» **Task input**

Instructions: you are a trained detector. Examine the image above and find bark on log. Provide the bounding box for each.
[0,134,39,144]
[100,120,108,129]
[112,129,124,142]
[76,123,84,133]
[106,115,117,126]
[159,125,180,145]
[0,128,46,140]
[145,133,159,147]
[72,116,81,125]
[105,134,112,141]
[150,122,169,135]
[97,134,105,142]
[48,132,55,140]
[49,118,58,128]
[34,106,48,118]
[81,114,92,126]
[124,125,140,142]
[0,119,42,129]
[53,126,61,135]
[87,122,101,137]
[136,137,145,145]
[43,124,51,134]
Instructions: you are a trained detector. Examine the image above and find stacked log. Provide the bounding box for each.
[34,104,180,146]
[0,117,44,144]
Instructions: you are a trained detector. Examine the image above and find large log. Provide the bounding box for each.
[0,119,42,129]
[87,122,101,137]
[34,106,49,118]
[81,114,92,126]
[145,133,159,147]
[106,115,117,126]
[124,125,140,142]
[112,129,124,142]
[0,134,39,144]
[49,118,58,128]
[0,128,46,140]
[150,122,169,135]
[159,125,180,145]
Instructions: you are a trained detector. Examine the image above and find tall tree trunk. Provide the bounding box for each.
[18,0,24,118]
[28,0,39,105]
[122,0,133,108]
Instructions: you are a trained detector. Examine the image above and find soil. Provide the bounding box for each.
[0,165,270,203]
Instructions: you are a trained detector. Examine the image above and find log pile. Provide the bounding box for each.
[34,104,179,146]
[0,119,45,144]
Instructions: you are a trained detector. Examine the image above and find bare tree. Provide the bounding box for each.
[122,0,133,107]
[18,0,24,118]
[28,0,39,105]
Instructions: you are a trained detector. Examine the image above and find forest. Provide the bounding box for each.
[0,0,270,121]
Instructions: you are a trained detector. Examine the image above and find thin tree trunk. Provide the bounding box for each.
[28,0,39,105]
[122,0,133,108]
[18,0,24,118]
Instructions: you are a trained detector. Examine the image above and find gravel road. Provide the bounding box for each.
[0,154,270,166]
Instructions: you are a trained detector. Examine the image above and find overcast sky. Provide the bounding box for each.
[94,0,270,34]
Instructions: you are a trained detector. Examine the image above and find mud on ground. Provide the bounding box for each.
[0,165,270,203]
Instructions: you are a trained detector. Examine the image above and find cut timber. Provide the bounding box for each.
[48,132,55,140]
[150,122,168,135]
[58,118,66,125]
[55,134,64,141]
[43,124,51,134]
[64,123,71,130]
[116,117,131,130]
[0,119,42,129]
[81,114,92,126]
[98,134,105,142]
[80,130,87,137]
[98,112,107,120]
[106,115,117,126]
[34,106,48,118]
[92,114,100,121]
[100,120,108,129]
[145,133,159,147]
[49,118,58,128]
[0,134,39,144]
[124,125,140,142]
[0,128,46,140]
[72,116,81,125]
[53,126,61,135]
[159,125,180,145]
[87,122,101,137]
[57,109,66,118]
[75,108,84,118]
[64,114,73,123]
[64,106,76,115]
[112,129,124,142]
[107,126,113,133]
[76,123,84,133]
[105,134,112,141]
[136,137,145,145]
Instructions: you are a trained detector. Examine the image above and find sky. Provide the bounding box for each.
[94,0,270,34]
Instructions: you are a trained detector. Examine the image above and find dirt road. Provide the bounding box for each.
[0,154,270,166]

» **Work required**
Reproduce everything above from the line containing "pile. Provide the bounding box for each." down to the line containing "[0,0,270,121]", both included, keeping each request as it stands and shifting every bounding-box coordinate up by 84.

» **Response to the task**
Instructions: you are a trained detector. Examine the image above and find log pile. Provide the bounding box for each.
[118,188,263,230]
[84,203,129,228]
Instructions: you are a trained detector. Examine the image above and find bare tree. Provide the bounding box for each.
[206,84,217,191]
[102,84,108,202]
[112,84,123,189]
Instructions: you are a trained detector. Examine the image above and find forest. Provide the bounding box for each.
[84,84,354,205]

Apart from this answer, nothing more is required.